- What you will do: Gather each line of the material below that contains the string "semi", and copy those lines unchanged.

[Entries of extracted data]
** begin **

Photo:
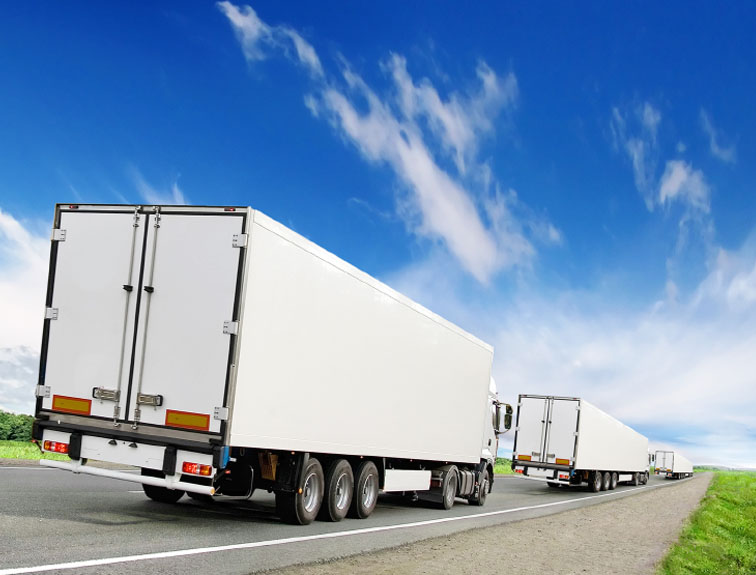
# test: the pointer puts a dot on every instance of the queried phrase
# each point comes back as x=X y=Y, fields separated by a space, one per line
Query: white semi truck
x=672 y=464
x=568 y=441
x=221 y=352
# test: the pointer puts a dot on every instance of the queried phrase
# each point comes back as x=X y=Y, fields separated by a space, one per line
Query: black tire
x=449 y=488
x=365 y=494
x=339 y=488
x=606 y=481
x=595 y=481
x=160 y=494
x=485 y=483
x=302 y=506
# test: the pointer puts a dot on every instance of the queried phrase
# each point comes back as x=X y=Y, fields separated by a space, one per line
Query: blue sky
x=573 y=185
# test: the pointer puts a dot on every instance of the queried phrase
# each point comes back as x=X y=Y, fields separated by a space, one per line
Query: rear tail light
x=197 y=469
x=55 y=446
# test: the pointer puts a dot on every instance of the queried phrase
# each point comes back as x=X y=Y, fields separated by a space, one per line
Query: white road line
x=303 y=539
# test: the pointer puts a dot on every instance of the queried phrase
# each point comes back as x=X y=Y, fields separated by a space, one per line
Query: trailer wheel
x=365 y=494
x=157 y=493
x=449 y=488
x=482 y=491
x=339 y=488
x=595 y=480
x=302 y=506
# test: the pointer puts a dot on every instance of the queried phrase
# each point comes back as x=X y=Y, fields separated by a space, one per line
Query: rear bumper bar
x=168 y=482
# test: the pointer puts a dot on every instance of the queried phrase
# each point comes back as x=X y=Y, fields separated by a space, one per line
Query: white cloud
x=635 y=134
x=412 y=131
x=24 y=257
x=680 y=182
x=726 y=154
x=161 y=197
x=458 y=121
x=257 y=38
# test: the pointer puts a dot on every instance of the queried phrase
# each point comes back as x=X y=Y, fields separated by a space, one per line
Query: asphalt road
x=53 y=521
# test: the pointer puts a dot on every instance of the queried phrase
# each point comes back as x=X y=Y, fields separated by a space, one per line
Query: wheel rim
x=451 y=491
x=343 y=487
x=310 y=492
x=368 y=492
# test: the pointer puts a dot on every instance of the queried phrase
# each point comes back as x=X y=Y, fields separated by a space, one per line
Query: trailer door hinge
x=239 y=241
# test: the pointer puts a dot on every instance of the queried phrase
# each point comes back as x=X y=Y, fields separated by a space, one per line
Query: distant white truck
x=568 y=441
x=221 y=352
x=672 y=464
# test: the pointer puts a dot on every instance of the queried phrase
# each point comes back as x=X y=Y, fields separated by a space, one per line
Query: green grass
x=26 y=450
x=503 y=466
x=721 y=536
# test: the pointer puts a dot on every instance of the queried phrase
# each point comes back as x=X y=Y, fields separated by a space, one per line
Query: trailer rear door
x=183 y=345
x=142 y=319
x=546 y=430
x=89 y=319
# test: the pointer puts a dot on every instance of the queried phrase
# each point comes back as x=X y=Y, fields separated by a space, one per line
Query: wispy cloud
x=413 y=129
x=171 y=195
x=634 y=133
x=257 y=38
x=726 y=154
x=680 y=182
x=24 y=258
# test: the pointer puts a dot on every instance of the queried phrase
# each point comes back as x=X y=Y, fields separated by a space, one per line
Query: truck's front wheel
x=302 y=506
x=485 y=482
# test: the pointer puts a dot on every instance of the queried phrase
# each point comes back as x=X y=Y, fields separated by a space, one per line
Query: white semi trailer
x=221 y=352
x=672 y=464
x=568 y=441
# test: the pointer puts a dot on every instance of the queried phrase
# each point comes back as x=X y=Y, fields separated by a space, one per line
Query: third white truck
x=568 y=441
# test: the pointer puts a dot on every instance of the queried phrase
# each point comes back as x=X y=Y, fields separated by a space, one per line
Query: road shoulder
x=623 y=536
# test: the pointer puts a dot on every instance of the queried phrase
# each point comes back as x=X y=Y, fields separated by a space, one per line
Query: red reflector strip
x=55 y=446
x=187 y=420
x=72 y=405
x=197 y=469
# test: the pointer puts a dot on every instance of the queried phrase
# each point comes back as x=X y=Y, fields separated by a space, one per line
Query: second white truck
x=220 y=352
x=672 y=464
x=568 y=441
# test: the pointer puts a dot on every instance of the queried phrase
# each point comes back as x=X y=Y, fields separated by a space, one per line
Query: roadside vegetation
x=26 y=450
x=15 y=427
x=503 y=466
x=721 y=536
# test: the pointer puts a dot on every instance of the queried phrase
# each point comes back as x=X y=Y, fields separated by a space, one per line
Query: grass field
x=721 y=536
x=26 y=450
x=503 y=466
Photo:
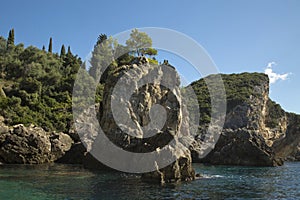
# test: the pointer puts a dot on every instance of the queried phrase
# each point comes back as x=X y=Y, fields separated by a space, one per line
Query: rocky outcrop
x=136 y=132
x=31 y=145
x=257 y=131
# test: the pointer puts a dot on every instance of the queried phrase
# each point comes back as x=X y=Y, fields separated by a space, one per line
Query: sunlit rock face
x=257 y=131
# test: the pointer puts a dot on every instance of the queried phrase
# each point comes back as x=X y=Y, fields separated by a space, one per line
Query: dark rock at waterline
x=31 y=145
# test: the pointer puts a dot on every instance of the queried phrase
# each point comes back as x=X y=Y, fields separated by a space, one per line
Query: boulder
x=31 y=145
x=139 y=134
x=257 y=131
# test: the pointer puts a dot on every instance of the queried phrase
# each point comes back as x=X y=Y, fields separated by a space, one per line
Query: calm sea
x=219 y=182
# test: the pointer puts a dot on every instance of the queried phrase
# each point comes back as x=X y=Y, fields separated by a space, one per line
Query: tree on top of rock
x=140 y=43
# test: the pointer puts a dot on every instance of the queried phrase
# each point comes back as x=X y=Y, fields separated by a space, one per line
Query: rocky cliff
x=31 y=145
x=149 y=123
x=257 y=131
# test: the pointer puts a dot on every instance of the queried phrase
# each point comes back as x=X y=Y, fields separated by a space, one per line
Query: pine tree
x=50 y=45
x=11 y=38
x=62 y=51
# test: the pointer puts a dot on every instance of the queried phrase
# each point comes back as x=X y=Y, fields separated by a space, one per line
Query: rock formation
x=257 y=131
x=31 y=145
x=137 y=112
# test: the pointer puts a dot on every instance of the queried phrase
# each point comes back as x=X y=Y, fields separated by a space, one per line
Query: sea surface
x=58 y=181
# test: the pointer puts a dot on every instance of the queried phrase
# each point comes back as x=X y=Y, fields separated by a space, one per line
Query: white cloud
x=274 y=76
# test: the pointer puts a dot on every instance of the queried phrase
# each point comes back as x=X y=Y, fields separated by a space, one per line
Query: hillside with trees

** end **

- Correct result:
Query: white semi truck
Query: white semi trailer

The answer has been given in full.